> **Records**
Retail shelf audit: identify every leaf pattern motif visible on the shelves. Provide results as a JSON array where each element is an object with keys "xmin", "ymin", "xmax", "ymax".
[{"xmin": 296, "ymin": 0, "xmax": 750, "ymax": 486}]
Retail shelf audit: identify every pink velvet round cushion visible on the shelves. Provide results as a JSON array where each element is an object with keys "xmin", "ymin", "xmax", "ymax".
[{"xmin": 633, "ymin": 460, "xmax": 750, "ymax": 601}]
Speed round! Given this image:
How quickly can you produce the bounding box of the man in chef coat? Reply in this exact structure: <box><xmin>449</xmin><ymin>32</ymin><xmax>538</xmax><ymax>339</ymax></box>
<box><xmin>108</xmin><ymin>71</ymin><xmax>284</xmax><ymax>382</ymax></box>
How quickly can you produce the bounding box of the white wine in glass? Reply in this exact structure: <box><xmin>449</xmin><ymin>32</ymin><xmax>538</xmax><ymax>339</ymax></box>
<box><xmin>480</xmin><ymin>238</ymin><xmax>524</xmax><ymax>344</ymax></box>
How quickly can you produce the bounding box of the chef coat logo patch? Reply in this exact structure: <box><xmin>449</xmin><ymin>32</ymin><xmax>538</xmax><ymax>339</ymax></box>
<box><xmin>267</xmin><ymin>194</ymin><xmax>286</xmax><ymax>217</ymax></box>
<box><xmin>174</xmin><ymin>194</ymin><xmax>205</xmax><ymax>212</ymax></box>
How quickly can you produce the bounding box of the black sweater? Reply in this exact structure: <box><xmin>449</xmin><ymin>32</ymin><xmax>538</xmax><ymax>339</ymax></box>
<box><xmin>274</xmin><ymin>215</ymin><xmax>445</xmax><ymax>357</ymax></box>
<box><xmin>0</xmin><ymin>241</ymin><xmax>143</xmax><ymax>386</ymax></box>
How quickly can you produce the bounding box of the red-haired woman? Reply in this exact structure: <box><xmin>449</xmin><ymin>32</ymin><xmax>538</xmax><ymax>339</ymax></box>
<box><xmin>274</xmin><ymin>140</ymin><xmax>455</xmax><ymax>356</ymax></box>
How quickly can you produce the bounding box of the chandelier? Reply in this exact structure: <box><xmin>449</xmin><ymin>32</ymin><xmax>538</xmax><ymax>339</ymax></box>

> **What you will do**
Render every one of the records above as a numbered list, omitting any blank lines.

> **Finished exercise**
1. Retail shelf audit: identify every leaf pattern motif visible on the shelves. Provide results as a JSON array where each element is an object with keys "xmin", "ymin", "xmax", "ymax".
2. [{"xmin": 296, "ymin": 0, "xmax": 750, "ymax": 486}]
3. Retail shelf audit: identify every pink velvet round cushion visible on the shelves. Provide results as a JSON array where each element is an object with keys "xmin", "ymin", "xmax", "ymax".
4. [{"xmin": 633, "ymin": 460, "xmax": 750, "ymax": 601}]
5. Speed round! Given this image:
6. How quickly can you produce the bounding box of the man in chef coat? Reply in this exact structure: <box><xmin>449</xmin><ymin>32</ymin><xmax>538</xmax><ymax>339</ymax></box>
7. <box><xmin>108</xmin><ymin>71</ymin><xmax>284</xmax><ymax>382</ymax></box>
8. How quickly can you produce the bounding box of the white wine in glass? Reply in this exact structure: <box><xmin>449</xmin><ymin>32</ymin><xmax>538</xmax><ymax>339</ymax></box>
9. <box><xmin>480</xmin><ymin>238</ymin><xmax>524</xmax><ymax>344</ymax></box>
10. How quickly can you produce the bounding box of the chef coat logo patch? Reply in this exact structure: <box><xmin>449</xmin><ymin>32</ymin><xmax>538</xmax><ymax>339</ymax></box>
11. <box><xmin>267</xmin><ymin>194</ymin><xmax>286</xmax><ymax>217</ymax></box>
12. <box><xmin>174</xmin><ymin>194</ymin><xmax>205</xmax><ymax>212</ymax></box>
13. How quickly can you produce the bounding box of the black sweater? Reply in this exact structure: <box><xmin>449</xmin><ymin>32</ymin><xmax>538</xmax><ymax>339</ymax></box>
14. <box><xmin>274</xmin><ymin>215</ymin><xmax>445</xmax><ymax>357</ymax></box>
15. <box><xmin>0</xmin><ymin>241</ymin><xmax>143</xmax><ymax>386</ymax></box>
16. How quickly can you produce the bounding box of the red-haired woman? Reply in this exact structure: <box><xmin>449</xmin><ymin>32</ymin><xmax>538</xmax><ymax>339</ymax></box>
17. <box><xmin>274</xmin><ymin>140</ymin><xmax>455</xmax><ymax>356</ymax></box>
18. How quickly can you produce the bounding box of the chandelier? Reply in this exact structure: <box><xmin>449</xmin><ymin>32</ymin><xmax>538</xmax><ymax>339</ymax></box>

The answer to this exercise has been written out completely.